**EXERCISE INSTRUCTIONS**
Rewrite each line of the records below as a string in a single JSON list, omitting blank lines and the pictures.

**PROVIDED RECORDS**
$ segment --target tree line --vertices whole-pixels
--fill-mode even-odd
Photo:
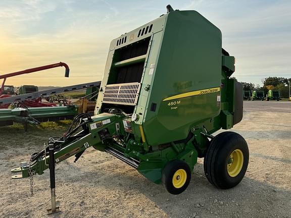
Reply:
[[[291,82],[291,78],[287,79],[283,77],[269,77],[265,78],[263,81],[263,87],[259,85],[255,85],[254,83],[241,82],[244,90],[264,90],[265,94],[268,90],[278,90],[280,91],[281,97],[288,98],[289,96],[289,83]]]

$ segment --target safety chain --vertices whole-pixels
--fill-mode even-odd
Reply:
[[[31,161],[29,160],[29,165],[28,166],[28,174],[29,174],[29,183],[30,187],[30,197],[33,196],[33,172],[31,171]]]

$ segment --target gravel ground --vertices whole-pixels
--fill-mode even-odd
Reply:
[[[232,129],[245,137],[250,154],[246,177],[236,187],[223,190],[212,186],[200,159],[186,191],[172,195],[121,160],[90,148],[76,163],[70,158],[57,165],[62,212],[50,216],[291,217],[290,111],[246,108],[243,120]],[[10,179],[11,169],[65,128],[34,130],[0,128],[1,217],[45,217],[50,207],[48,171],[34,177],[33,197],[28,179]]]

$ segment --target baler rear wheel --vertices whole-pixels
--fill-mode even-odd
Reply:
[[[191,179],[191,170],[188,165],[180,160],[169,162],[162,173],[162,183],[171,194],[177,195],[188,187]]]
[[[221,189],[232,188],[241,181],[249,164],[248,144],[239,134],[224,132],[216,136],[204,158],[208,181]]]

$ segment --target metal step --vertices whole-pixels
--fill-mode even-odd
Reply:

**ANSWER BELOW**
[
  "$ segment --target tree line --vertices whole-pixels",
  "--fill-mode even-odd",
  "Photo:",
  "Reply:",
  "[[[291,82],[291,78],[287,79],[283,77],[269,77],[265,78],[263,81],[263,87],[259,85],[255,85],[254,83],[241,82],[244,90],[264,90],[265,94],[268,90],[278,90],[280,91],[281,97],[288,98],[289,96],[289,83]]]",
  "$ segment --target safety chain --vertices whole-pixels",
  "--fill-mode even-odd",
  "Reply:",
  "[[[31,161],[29,160],[29,165],[28,166],[28,174],[29,174],[29,183],[30,187],[30,197],[33,196],[33,172],[31,171]]]",
  "$ segment --target gravel ground --vertices whole-pixels",
  "--fill-mode even-odd",
  "Reply:",
  "[[[232,129],[245,137],[250,154],[246,177],[236,187],[223,190],[212,186],[200,159],[186,191],[172,195],[121,160],[90,148],[76,163],[70,158],[57,165],[62,212],[50,216],[291,217],[290,111],[246,108],[243,120]],[[10,179],[11,169],[65,128],[34,130],[0,128],[1,217],[45,217],[50,207],[48,171],[34,177],[33,197],[28,179]]]",
  "$ segment --target baler rear wheel --vertices whole-pixels",
  "--fill-mode even-odd",
  "Reply:",
  "[[[191,179],[191,170],[188,165],[180,160],[169,162],[162,173],[162,183],[171,194],[177,195],[188,187]]]",
  "[[[221,189],[232,188],[241,181],[249,164],[248,144],[239,134],[224,132],[216,136],[204,158],[208,181]]]",
  "$ segment --target metal step --vertices whole-pixels",
  "--fill-mode even-odd",
  "Reply:"
]